- **WHAT IS EXPECTED**
Return each line of the data below that contains the word "long". Case must match.

- **Collection entries**
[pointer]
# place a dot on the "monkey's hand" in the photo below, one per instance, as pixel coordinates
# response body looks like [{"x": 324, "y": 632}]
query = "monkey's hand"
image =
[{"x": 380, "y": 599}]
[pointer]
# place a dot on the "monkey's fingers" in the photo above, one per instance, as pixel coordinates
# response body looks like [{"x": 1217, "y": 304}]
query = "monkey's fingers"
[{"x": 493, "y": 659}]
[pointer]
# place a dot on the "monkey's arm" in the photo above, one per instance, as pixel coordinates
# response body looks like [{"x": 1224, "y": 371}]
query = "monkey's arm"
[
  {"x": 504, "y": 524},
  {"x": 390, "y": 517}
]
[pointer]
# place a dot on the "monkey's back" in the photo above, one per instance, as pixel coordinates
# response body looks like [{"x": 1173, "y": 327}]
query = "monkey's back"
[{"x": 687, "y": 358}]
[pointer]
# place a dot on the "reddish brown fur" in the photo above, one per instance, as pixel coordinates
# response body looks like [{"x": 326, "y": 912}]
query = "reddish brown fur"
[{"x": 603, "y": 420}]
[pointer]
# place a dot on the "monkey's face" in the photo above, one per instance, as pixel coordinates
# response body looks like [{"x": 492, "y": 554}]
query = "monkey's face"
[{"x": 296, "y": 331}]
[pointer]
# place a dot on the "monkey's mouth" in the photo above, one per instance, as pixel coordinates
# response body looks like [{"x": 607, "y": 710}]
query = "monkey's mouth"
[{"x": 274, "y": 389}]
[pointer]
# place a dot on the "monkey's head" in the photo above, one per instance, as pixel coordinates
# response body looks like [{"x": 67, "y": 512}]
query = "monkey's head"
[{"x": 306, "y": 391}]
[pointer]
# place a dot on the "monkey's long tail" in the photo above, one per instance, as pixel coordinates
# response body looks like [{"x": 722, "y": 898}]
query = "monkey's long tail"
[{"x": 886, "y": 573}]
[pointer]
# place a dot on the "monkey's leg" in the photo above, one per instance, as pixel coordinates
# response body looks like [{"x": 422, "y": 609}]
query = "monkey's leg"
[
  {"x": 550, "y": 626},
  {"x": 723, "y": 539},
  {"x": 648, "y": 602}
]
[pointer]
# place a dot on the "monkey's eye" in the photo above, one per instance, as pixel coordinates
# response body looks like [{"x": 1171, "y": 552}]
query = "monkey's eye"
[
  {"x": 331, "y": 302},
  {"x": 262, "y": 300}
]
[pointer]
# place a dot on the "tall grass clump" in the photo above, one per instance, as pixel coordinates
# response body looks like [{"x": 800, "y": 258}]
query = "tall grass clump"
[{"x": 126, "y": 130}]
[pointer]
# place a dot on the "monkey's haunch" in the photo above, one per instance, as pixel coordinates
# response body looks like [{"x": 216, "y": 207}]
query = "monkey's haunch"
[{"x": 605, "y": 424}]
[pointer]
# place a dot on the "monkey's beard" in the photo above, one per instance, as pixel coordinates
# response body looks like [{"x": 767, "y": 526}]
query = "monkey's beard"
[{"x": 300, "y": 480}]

- **EXERCISE ANSWER**
# place a dot on the "monkey's long tail" in the photo above, one per instance, as pixel coordinates
query = "monkey's long tail"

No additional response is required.